__Materials provided__.
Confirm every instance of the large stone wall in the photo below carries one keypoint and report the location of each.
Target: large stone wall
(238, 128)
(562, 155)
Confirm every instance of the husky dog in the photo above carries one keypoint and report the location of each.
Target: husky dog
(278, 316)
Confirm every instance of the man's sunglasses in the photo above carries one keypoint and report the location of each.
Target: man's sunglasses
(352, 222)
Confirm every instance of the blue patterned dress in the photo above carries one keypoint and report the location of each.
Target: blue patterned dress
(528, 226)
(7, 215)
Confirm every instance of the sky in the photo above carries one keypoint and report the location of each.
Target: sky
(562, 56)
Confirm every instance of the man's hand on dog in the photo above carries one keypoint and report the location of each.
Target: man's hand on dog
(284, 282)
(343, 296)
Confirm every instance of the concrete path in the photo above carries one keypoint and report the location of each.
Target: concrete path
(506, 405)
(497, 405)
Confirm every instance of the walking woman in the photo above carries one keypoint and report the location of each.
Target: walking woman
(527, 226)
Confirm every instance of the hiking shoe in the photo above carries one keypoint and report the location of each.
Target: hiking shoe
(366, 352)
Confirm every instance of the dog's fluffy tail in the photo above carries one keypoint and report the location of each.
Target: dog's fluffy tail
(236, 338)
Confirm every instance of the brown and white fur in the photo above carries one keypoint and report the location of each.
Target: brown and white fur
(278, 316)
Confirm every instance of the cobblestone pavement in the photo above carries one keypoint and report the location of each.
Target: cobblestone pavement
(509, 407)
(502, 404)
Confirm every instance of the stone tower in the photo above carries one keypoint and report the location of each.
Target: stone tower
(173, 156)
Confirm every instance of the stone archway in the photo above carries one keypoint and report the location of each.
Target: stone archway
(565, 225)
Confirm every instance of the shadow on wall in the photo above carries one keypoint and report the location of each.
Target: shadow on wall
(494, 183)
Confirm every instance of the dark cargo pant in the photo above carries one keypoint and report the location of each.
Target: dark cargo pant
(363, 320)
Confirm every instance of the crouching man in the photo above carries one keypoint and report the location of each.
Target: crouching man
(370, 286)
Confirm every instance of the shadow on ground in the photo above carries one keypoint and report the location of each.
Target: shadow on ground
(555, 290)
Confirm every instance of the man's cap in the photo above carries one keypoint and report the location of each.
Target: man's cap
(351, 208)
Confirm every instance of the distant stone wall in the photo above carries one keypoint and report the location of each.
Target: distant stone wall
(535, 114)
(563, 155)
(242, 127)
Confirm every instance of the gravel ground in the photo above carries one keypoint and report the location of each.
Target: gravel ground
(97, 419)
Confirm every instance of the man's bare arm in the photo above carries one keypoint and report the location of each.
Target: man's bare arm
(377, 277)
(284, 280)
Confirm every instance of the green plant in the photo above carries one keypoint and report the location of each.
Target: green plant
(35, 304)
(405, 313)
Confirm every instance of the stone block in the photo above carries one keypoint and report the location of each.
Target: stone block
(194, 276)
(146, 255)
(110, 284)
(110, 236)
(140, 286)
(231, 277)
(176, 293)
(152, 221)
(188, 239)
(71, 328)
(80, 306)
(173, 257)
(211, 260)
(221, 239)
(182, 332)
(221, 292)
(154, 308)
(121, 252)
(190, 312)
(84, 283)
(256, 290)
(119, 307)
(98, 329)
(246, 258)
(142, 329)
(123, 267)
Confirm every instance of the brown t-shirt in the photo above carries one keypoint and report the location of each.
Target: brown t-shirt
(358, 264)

__Task brief__. Write the data out again in full. Match it word for word.

__Exercise answer__.
Confirm every instance of the large stone wall in the photo below carries one keypoint and report the location of each.
Target: large stone wall
(238, 128)
(562, 155)
Confirm every instance of the husky dog in the photo above carries one keypoint and report the location of each.
Target: husky dog
(278, 316)
Confirm every instance of the man's sunglasses in the photo above carries one keypoint and report the location of each.
Target: man's sunglasses
(352, 222)
Confirm every instance of the blue patterned dress in the photo above carries one keypoint and report the location of each.
Target: blue patterned dress
(528, 226)
(7, 215)
Confirm every instance of the sky in the photo above carries one keypoint and report the location of each.
Target: sky
(562, 56)
Confirm every instance of the man's hand on dog in the photo above carries one keypoint and report the location of each.
Target: man's hand on dog
(284, 282)
(343, 296)
Confirm every instance of the concrete path in the photo above carries one keypoint and report the location of each.
Target: concrete path
(506, 405)
(497, 405)
Confirm every instance of the walking woman in the photo above carries one keypoint and report the location of each.
Target: walking woman
(527, 226)
Confirm every instance of the hiking shoe in the photo above carries one keypoint and report the location of each.
Target: hiking shoe
(366, 352)
Confirm every instance of the dog's fluffy tail in the photo above carries one keypoint and report the location of each.
Target: dog's fluffy tail
(236, 338)
Confirm every instance of the brown and white fur in the photo above carries one keypoint and report the location of each.
Target: brown and white fur
(278, 316)
Confirm every instance of the cobblestone pavement in the photo above carries one keypoint and report the location of each.
Target: cobblestone pavement
(509, 407)
(502, 404)
Confirm every instance of the stone tower in the photo above carries one keypoint and report the location of each.
Target: stone tower
(173, 156)
Confirm every instance of the stone archway in the photo above carries one keypoint and report the location of each.
Target: stone archway
(565, 225)
Confirm every instance of the shadow on wall in the photo above carries one keypoint and report the location of each.
Target: shadow on wall
(494, 183)
Confirm every instance of the dark cargo pant in the photo above carries one keypoint and report the location of each.
Target: dark cargo pant
(363, 320)
Confirm every instance of the crouching man in the photo above carries one keypoint and report the location of each.
Target: crouching man
(370, 286)
Confirm every instance of the shadow on ground in the photo above carries one keypoint and report the location of each.
Target: shadow on ground
(555, 290)
Confirm every instance of the man's cap in the photo above carries one keypoint and report the location of each.
Target: man's cap
(351, 208)
Confirm every instance of the distant stone wall in the photo above carries one keypoint and report the location of each.
Target: distant stone wall
(535, 114)
(563, 155)
(242, 127)
Confirm every instance of the gravel ground in the photo above carries one keypoint and report the location of each.
Target: gravel ground
(97, 419)
Confirm every instance of the man's bare arm in the photo above carries one keypoint and report the location of each.
Target: man's bare arm
(377, 277)
(284, 280)
Confirm every instance of the green plant in the photo above carries one keypoint and report the location of each.
Target: green plant
(35, 304)
(405, 313)
Confirm every instance of the stone block in the photo above carries one keypoint and report the location of each.
Target: stone block
(194, 276)
(146, 255)
(110, 284)
(110, 236)
(140, 286)
(231, 277)
(176, 293)
(152, 221)
(188, 239)
(71, 328)
(80, 306)
(173, 257)
(211, 260)
(221, 239)
(182, 332)
(221, 292)
(154, 308)
(121, 252)
(190, 312)
(84, 283)
(256, 290)
(119, 307)
(98, 329)
(246, 258)
(142, 329)
(123, 267)
Confirm every instance of the brown t-shirt in the photo above carries one keypoint and report the location of each.
Target: brown t-shirt
(358, 264)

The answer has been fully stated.